Copy out the records below word for word, beginning at the line that contains "Q: Locate the fallen" and continuing through the last line of the records.

Point labeling data from photos:
────────

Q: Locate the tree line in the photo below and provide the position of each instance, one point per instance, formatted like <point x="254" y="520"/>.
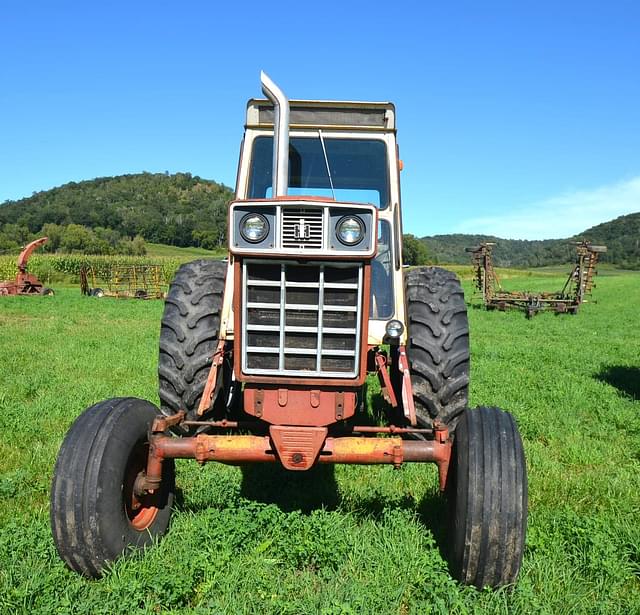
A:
<point x="116" y="215"/>
<point x="178" y="209"/>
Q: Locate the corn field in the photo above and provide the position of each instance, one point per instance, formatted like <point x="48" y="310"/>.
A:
<point x="67" y="266"/>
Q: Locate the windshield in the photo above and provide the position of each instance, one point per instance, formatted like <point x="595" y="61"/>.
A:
<point x="358" y="169"/>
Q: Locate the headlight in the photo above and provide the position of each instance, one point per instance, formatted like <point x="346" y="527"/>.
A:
<point x="350" y="230"/>
<point x="254" y="228"/>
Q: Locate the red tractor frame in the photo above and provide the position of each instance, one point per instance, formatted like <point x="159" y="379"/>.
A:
<point x="263" y="358"/>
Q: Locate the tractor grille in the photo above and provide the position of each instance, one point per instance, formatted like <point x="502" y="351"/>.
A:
<point x="302" y="228"/>
<point x="301" y="319"/>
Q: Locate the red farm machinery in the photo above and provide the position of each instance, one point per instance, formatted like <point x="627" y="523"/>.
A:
<point x="26" y="283"/>
<point x="263" y="358"/>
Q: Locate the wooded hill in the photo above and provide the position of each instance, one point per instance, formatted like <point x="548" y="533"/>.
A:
<point x="186" y="210"/>
<point x="621" y="236"/>
<point x="179" y="210"/>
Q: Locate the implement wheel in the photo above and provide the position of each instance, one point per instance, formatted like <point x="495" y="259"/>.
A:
<point x="96" y="516"/>
<point x="437" y="345"/>
<point x="487" y="492"/>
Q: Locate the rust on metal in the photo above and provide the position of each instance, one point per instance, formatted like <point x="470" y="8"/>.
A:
<point x="579" y="283"/>
<point x="162" y="423"/>
<point x="124" y="281"/>
<point x="297" y="447"/>
<point x="407" y="389"/>
<point x="25" y="283"/>
<point x="299" y="406"/>
<point x="235" y="449"/>
<point x="210" y="388"/>
<point x="386" y="388"/>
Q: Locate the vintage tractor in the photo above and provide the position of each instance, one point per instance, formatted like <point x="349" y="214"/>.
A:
<point x="26" y="283"/>
<point x="263" y="358"/>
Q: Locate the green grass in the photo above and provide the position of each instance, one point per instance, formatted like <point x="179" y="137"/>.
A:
<point x="346" y="539"/>
<point x="164" y="251"/>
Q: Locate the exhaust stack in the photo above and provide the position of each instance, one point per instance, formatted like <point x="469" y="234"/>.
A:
<point x="280" y="102"/>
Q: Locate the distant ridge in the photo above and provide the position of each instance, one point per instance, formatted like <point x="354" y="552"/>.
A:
<point x="186" y="210"/>
<point x="621" y="236"/>
<point x="179" y="209"/>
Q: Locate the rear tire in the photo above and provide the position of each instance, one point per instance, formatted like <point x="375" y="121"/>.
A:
<point x="437" y="345"/>
<point x="95" y="517"/>
<point x="487" y="492"/>
<point x="189" y="336"/>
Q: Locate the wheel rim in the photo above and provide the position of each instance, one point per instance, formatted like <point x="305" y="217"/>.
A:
<point x="141" y="511"/>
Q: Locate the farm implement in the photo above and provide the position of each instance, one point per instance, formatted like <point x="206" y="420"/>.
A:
<point x="26" y="283"/>
<point x="123" y="281"/>
<point x="579" y="283"/>
<point x="263" y="358"/>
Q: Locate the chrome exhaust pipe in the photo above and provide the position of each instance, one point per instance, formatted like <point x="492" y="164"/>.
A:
<point x="280" y="178"/>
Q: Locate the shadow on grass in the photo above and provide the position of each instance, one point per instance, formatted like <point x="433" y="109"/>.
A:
<point x="624" y="378"/>
<point x="305" y="491"/>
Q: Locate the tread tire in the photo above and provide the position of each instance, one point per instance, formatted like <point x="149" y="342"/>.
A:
<point x="487" y="492"/>
<point x="189" y="334"/>
<point x="437" y="345"/>
<point x="89" y="520"/>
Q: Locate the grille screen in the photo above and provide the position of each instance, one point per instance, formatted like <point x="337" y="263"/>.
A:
<point x="302" y="228"/>
<point x="301" y="319"/>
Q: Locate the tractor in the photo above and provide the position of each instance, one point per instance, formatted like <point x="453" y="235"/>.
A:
<point x="26" y="283"/>
<point x="264" y="356"/>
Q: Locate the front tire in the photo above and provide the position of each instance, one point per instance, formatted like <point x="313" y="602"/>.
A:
<point x="437" y="345"/>
<point x="487" y="492"/>
<point x="95" y="515"/>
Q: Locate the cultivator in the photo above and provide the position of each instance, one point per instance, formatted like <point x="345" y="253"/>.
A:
<point x="579" y="283"/>
<point x="124" y="281"/>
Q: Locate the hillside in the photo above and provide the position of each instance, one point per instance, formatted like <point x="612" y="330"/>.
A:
<point x="621" y="236"/>
<point x="188" y="211"/>
<point x="180" y="209"/>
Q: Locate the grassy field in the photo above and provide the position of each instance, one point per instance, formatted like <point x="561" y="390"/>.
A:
<point x="344" y="540"/>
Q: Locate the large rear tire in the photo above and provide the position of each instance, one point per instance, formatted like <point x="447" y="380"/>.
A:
<point x="95" y="516"/>
<point x="437" y="345"/>
<point x="487" y="492"/>
<point x="189" y="336"/>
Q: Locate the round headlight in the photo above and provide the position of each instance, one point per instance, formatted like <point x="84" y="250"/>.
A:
<point x="394" y="328"/>
<point x="254" y="228"/>
<point x="350" y="230"/>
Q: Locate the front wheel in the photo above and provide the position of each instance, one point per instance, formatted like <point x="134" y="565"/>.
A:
<point x="487" y="491"/>
<point x="95" y="514"/>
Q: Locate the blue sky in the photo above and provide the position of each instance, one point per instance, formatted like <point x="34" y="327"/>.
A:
<point x="516" y="119"/>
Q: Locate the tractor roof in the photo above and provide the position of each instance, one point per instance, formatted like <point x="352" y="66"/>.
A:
<point x="326" y="114"/>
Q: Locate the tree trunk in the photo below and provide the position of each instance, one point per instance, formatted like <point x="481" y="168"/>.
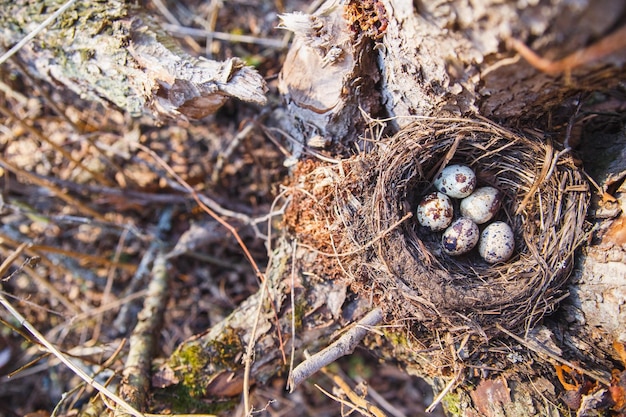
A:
<point x="395" y="59"/>
<point x="456" y="59"/>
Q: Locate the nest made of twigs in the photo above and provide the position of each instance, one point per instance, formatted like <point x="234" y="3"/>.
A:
<point x="366" y="204"/>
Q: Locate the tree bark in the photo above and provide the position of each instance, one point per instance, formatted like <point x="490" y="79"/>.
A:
<point x="398" y="59"/>
<point x="456" y="59"/>
<point x="111" y="52"/>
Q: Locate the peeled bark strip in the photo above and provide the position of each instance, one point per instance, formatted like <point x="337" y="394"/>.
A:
<point x="454" y="57"/>
<point x="108" y="52"/>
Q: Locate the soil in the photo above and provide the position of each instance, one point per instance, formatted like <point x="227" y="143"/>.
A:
<point x="95" y="208"/>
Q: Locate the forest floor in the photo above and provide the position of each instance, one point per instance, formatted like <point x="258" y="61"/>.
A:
<point x="95" y="208"/>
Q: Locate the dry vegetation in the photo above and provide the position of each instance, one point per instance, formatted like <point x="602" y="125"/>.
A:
<point x="96" y="208"/>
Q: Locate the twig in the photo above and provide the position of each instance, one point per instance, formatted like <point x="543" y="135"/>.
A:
<point x="71" y="201"/>
<point x="293" y="306"/>
<point x="66" y="154"/>
<point x="205" y="206"/>
<point x="451" y="384"/>
<point x="247" y="359"/>
<point x="604" y="47"/>
<point x="11" y="258"/>
<point x="177" y="30"/>
<point x="341" y="347"/>
<point x="356" y="399"/>
<point x="63" y="358"/>
<point x="35" y="32"/>
<point x="136" y="381"/>
<point x="535" y="347"/>
<point x="362" y="248"/>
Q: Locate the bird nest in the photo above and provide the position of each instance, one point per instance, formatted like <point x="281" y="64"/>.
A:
<point x="358" y="216"/>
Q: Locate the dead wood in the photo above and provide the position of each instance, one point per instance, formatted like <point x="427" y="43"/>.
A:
<point x="114" y="53"/>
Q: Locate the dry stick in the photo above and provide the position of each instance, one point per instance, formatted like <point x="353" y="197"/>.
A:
<point x="604" y="47"/>
<point x="98" y="176"/>
<point x="71" y="201"/>
<point x="206" y="208"/>
<point x="136" y="375"/>
<point x="445" y="391"/>
<point x="106" y="293"/>
<point x="341" y="347"/>
<point x="535" y="347"/>
<point x="43" y="283"/>
<point x="247" y="360"/>
<point x="53" y="350"/>
<point x="362" y="248"/>
<point x="242" y="245"/>
<point x="177" y="30"/>
<point x="356" y="399"/>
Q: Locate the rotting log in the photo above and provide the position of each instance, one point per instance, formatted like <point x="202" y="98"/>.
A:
<point x="112" y="53"/>
<point x="420" y="58"/>
<point x="456" y="59"/>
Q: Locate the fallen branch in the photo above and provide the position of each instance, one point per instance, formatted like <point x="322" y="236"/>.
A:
<point x="341" y="347"/>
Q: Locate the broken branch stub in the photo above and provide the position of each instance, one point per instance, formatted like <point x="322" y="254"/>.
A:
<point x="112" y="53"/>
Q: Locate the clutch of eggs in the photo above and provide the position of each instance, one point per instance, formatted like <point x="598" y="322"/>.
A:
<point x="478" y="206"/>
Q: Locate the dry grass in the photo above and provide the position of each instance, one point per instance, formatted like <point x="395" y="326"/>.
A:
<point x="364" y="206"/>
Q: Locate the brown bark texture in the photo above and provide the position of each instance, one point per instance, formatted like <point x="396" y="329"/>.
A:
<point x="391" y="59"/>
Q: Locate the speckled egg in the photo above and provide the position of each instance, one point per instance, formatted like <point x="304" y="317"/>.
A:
<point x="435" y="211"/>
<point x="456" y="181"/>
<point x="481" y="205"/>
<point x="497" y="242"/>
<point x="460" y="237"/>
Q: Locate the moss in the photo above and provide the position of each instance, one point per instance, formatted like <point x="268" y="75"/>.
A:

────────

- **Written solution**:
Q: Locate the fallen branch in the photo above and provide the position of each instance, one point per instance, formatted like <point x="322" y="236"/>.
A:
<point x="341" y="347"/>
Q: Locate the broken branch stub in the photo above and provide the position of each instance, one point per instance, formatted like <point x="322" y="254"/>.
A:
<point x="112" y="53"/>
Q: Locate the clutch of eggs in the photo above and provide the position of each instance, one point per instance, formatted like <point x="598" y="322"/>.
A:
<point x="478" y="206"/>
Q: Locate the dry grass in the photo above and provide the position of each instance, one point per instance, formatted like <point x="395" y="326"/>.
A:
<point x="364" y="206"/>
Q: Locate the brown bark texture in the photo above and provide the position of each instance, one point per instance, formatted like <point x="396" y="329"/>.
A:
<point x="391" y="59"/>
Q: Locate the speckled egg in the photo above and provide the position of each instance, one point per instance, formatted like <point x="304" y="317"/>.
A:
<point x="435" y="211"/>
<point x="456" y="181"/>
<point x="481" y="205"/>
<point x="497" y="242"/>
<point x="460" y="237"/>
Q: Locate the moss in the photo above and provide the position of each instance, one point per instance, formatted like <point x="268" y="75"/>.
A:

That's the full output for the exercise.